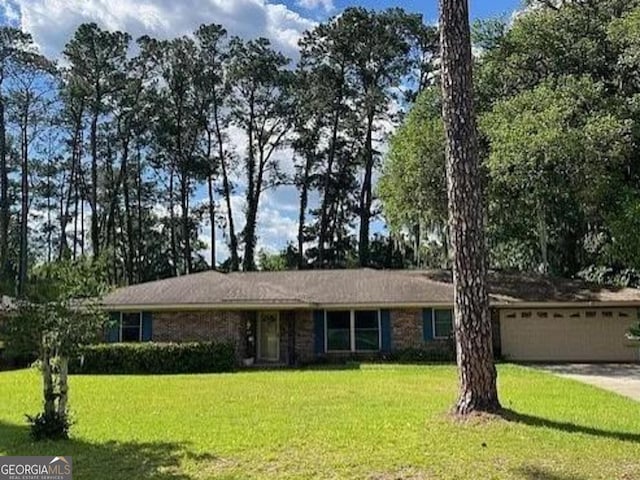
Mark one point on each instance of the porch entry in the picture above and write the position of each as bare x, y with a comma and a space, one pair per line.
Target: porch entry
269, 336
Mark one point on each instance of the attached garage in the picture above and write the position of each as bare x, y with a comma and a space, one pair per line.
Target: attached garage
568, 334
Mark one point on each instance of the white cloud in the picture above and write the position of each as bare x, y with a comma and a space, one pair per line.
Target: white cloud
52, 22
277, 223
313, 4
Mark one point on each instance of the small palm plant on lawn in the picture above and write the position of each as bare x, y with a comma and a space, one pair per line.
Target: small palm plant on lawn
58, 313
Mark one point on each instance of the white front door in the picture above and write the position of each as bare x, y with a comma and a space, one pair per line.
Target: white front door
269, 336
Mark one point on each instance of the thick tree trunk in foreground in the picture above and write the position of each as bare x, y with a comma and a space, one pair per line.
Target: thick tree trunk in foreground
477, 371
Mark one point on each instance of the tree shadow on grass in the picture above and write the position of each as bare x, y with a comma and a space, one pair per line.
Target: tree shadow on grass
109, 460
538, 473
568, 427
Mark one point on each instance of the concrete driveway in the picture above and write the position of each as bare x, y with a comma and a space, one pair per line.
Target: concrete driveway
622, 378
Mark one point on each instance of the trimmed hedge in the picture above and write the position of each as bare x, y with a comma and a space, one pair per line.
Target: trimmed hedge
155, 358
422, 355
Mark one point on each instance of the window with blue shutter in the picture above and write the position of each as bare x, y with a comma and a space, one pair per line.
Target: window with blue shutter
147, 326
113, 328
385, 330
318, 331
427, 324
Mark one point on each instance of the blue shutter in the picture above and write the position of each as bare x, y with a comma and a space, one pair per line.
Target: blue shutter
385, 327
318, 331
113, 328
427, 324
147, 326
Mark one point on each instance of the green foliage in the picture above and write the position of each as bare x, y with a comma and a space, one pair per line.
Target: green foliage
556, 153
617, 277
376, 421
439, 353
156, 358
634, 332
413, 183
60, 310
49, 426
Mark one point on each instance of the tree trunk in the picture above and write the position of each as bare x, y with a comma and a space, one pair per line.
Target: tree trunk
226, 187
184, 205
172, 226
4, 196
24, 206
366, 196
95, 233
212, 221
477, 371
304, 201
543, 239
326, 194
47, 384
63, 386
124, 169
139, 241
249, 233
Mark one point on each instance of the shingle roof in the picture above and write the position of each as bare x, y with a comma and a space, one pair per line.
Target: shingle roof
308, 288
201, 288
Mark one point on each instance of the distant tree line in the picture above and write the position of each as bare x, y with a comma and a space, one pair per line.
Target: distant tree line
558, 99
104, 151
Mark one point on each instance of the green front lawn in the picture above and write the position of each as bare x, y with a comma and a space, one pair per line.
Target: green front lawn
376, 422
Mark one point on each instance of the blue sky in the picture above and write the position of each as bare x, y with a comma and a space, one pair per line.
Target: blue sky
52, 23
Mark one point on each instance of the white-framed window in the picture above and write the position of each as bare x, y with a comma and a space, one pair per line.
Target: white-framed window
442, 319
352, 330
131, 327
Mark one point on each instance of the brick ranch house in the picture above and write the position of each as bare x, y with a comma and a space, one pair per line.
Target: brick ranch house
301, 316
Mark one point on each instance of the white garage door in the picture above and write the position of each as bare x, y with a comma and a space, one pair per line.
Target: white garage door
586, 335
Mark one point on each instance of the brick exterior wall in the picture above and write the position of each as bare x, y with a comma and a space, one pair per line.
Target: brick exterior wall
229, 326
406, 329
203, 326
407, 332
305, 351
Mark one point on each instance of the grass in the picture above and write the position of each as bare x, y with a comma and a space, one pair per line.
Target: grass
376, 422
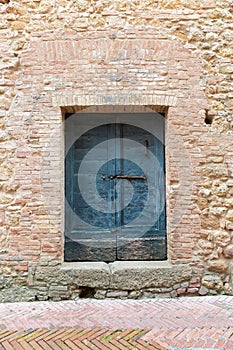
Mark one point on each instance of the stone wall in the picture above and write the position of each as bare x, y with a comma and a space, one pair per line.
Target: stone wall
61, 56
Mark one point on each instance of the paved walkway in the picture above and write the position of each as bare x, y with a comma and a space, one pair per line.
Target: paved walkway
184, 323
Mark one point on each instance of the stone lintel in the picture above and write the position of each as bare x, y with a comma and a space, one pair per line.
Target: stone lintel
127, 275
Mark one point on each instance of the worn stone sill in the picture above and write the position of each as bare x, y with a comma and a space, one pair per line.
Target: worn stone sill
126, 275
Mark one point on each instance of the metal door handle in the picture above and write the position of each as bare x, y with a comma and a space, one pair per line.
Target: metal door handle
127, 177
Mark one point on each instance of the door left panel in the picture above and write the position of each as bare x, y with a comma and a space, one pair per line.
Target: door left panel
90, 212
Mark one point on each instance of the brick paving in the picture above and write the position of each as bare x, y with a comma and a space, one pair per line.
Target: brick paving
165, 324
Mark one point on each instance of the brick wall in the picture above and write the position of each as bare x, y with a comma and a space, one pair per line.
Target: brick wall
170, 56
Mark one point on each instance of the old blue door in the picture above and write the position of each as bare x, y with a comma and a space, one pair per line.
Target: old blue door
115, 190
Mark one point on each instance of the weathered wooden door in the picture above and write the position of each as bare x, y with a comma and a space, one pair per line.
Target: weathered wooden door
115, 192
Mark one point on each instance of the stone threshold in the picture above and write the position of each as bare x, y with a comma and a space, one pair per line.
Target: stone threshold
126, 275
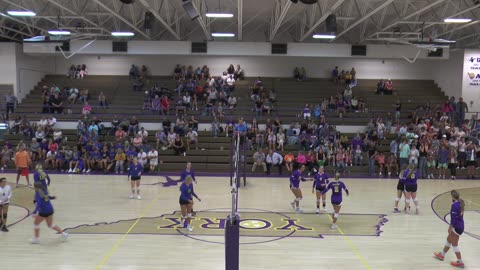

....

- AIM OF THE TASK
Copy out the material above word for word, leaving out the pictures.

- RESPONSE TO THIS EXERCISE
Mark one point on each instance of the porch entry in the picture above and write the position of each as bare x, y with a comma and a space, one pair per line.
Target: porch entry
269, 336
Mark one point on each instance of the attached garage in the picture above and write the position of each as bare x, y with a comma and a space, one pair per line.
Target: attached garage
568, 334
Mark one point on each instance of the white cloud in the picture above and write the position of each as bare x, y with a comma and a space, one pair per line.
Target: white cloud
52, 22
277, 223
313, 4
Mark one point on each instance of the small palm plant on lawn in the picture above and write the position of each as bare x, y with a comma and a space, one pair per line.
Target: small palm plant on lawn
58, 313
Mark one point on each instance of the white front door in the picture above and write the position of each as bare x, y with a comma and a space, one pair per line.
Target: white front door
269, 336
Mark one point on each instance of the thick tree trunk in foreground in the picture above and write the position of each as bare x, y with a comma and a space, one pair per line.
Target: thick tree trunk in foreground
477, 371
Mark one point on each instance of the tree shadow on grass in the picture above and write the position of each as bare x, y with a comma and a space, one pair per line.
Target: tree shadow on grass
109, 460
538, 473
568, 427
Mark one point on each instance of the concrete driveway in the picture above and write the position of each as bare x, y with a comma and a space, one pair per line.
Target: concrete driveway
622, 378
Mark one point on each instance of the trimmed hedge in the picture above and write the position of each as bare x, y with a comma and a space, one pair per line.
Target: trimmed hedge
155, 358
422, 355
Mark one point on each instance of the window with blue shutter in the picture above and write the position of each as bare x, y with a comma and a space, one pair per line.
Target: window with blue shutter
147, 326
113, 328
385, 330
318, 331
427, 324
Mark one point on each instance of the blue shutter in the picture above and write the position of each as bare x, y with a comma and a space, one pair per line.
Target: blue shutter
385, 327
318, 331
113, 328
427, 324
147, 326
Mark one point on each instance of the green foliage in the picture above and write the position of each as bare x, y with a comma and a space, one pair per line.
Target: green foliage
556, 153
617, 277
376, 421
439, 353
156, 358
634, 332
413, 183
60, 310
49, 426
Mark one point on each instance of the tree trunk in the picture above and write the position of each as bare x, y with a comma and a space, one pair per line.
Target: tree trunk
226, 187
184, 205
172, 226
4, 196
24, 206
366, 196
95, 233
212, 221
477, 371
304, 201
543, 239
326, 194
47, 384
63, 386
124, 169
139, 241
249, 233
Mark one point on each instance of the shingle roof in the picture above and write the position of each as bare x, y with a comma and a space, one pair per line.
Target: shingle roof
308, 288
201, 288
Mark one point on each instance of the distant tree line in the picture above and write the position of each as bare x, y with a comma and a space, one pair per line.
Target: distant tree line
558, 99
104, 151
Mark one point on each instance of the green front lawn in the picture above and write the position of each as bare x, y with a comma and a space, one pair per line.
Target: green front lawn
376, 422
Mark one point on each instance of the blue sky in the picture above and write the position of each as bare x, y with a comma and a space, one pair per line.
Target: blue sky
52, 23
Mark one point on each instance of the white-framed window in the picture above and write the position of each as bare x, y with a comma and a space, one pair per line.
Target: white-framed window
442, 319
352, 330
131, 327
Mark one point on each instance of the brick ranch house in the picture above and write the position of each as bare x, y with a comma and a space, one pair per line.
Target: brick ranch house
301, 316
Mark one point on each instance of the white garage door in the picture above and write the position of each as bare x, y with a comma and a space, one pair per line.
Target: white garage door
586, 335
Mark one point on each instance of the brick exterior wall in the picture above and write the position of each as bare x, y with a comma and a space, one pair per line.
Target: brick exterior wall
229, 326
406, 329
203, 326
407, 332
305, 351
Mark one point on each instance of the grass in the picture above and write the position of each as bare x, y with a comma and a space, one pair per line.
Target: grass
376, 422
Mark one point on each instance of the stone wall in the picture above and write the position of each as bare x, y with a comma and a space, one pair per line.
Target: stone wall
61, 56
Mark one point on each instance of the paved walkway in the picture above and write the position of each as bare x, y with a comma and a space, one pair per line.
Target: paved walkway
184, 323
Mark one point on each instance of the stone lintel in the picture above and write the position of each as bare x, y with a comma and a space, one pair per line.
Target: stone lintel
127, 275
Mark one point on each instance of the worn stone sill in the picture above and write the position of each as bare x, y with a comma and a space, one pair per line.
Target: worn stone sill
126, 275
Mark one point on each instance of the metal door handle in the picture above and write the position of each as bare x, y with a comma and a space, one pair per line.
Target: metal door handle
127, 177
Mark one point on each instance of the door left panel in the picture above and write the position of each as bare x, y with a comma and a space, one pair per line.
Target: door left panel
90, 212
Mark one point on each instance of the brick paving in the picture above and write the position of each as bare x, y with a comma and a space, one pair per line.
Target: brick paving
165, 324
Mark one point on each instance of the brick wall in the picture above and write the position of each as bare x, y with a comma and a space, one pair per line.
Target: brick wall
170, 56
Mark one point on each instance of the old blue door in the picture above and write the position of each as bare x, y with a comma and a space, one pair per line.
Target: old blue door
115, 190
Mark one point on each instance of the weathered wooden door in the picture above and write the position of each as bare x, y with a comma and a space, one pair per line.
Target: weathered wooden door
115, 192
Mark one point on each instance of the stone threshold in the picture above and write the position of each as bare x, y with a comma and a space, one pair per line.
Target: stone threshold
126, 275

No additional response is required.